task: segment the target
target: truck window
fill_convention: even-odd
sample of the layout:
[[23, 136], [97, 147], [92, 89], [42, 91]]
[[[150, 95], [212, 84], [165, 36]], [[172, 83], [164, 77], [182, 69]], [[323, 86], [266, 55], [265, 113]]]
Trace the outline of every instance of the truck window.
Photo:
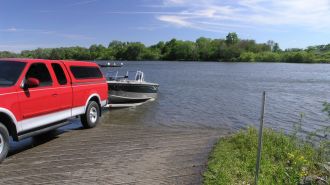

═══

Lines from the entries that contain the string "window" must be found and copied.

Result of the exercise
target: truck window
Trace the outline of every instance of the truck window.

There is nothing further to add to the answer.